━━ Source ━━

So, the real question is which (if any) of the two kinds of identity we consider to be relevant for personal identity. The argument that’s most often brought to bear here is that what’s necessary is really the identity of the mind, and that that’s more like the message than the origami bird—that if it contains the same information, it’s the same mind, more or less.

But this argument is, I think, problematic, for at least two reason: first of all, the reification of information, although common these days, is on somewhat shaky grounds. For, what really counts as ‘the same’ information? If I translate the message into French, it will no longer count as useful information to anybody not speaking the language—if the message compels you to perform a certain action, you will fail to do so if you can’t understand it. So, actually, the notion of information (different from the potential information that a message may contain, as measured, e.g., by the Shannon entropy), is something mind-dependent—it needs the right kind of mind to actualize the information potentially contained in the particular pattern of graphemes that has been transmitted. What has been transmitted is not really the message itself, but rather, a set of conditions necessary to recreate the message, in conjunction with a mind interpreting it. But obviously, if it’s a mind we’re speaking of transmitting, we can’t really appeal to another mind to serve as interpreter, on pain of circularity. So it’s not clear that the information transmission achieves what we set out to do.

━━━

## Problem details
Rewrite the passage on personal identity from "So, the real" up to and including "more or less.", changing "origami bird" to "paper crane". The records that follow are separate material, unrelated to the passage on personal identity.

━━ Raw records ━━

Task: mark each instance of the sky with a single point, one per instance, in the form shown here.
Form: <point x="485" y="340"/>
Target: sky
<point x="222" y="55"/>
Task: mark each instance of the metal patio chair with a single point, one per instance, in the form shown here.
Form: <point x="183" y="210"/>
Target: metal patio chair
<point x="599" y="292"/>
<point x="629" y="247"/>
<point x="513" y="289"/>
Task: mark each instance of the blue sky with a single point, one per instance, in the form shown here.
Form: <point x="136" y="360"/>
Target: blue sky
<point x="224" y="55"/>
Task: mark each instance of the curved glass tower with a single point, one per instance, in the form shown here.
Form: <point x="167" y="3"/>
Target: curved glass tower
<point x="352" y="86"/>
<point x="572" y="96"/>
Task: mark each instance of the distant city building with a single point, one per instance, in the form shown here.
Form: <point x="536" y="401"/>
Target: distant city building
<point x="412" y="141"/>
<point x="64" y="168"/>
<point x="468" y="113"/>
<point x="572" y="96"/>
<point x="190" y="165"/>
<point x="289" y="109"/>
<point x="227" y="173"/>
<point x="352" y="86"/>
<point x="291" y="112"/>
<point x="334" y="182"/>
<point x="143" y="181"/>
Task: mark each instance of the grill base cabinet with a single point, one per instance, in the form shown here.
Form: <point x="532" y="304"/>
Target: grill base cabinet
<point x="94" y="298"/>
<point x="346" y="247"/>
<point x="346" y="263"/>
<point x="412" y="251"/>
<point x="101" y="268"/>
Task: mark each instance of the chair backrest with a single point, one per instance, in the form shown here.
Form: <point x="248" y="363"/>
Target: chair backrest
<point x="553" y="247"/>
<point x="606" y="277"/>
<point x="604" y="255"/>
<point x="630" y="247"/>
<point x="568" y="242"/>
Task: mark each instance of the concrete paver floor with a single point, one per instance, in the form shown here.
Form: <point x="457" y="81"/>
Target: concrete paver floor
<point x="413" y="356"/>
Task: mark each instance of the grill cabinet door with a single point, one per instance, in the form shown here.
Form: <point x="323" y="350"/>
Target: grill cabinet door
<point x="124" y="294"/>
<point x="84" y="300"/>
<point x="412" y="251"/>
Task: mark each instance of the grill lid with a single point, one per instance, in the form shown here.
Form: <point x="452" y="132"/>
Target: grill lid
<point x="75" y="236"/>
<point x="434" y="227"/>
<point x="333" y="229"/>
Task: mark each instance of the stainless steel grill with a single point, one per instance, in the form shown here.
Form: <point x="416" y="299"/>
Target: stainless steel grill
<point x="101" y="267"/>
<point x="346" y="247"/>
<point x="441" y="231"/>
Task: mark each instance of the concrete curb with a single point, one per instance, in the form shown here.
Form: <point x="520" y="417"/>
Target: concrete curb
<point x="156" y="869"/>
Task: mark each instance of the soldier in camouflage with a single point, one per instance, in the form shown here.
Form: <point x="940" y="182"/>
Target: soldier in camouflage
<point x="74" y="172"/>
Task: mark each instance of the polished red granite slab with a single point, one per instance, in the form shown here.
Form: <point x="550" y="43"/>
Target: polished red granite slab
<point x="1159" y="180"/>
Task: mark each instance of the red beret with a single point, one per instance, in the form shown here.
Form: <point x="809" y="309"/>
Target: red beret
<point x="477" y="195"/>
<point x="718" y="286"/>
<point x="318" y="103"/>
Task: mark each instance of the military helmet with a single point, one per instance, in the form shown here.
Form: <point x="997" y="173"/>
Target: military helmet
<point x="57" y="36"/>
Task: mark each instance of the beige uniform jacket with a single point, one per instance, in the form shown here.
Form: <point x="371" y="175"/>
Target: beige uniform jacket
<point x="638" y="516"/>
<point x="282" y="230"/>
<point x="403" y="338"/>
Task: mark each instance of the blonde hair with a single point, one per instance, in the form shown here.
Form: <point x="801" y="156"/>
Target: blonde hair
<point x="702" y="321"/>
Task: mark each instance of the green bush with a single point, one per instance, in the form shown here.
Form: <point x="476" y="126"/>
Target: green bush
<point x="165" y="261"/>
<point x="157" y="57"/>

━━━

## Result
So, the real question is which (if any) of the two kinds of identity we consider to be relevant for personal identity. The argument that’s most often brought to bear here is that what’s necessary is really the identity of the mind, and that that’s more like the message than the paper crane—that if it contains the same information, it’s the same mind, more or less.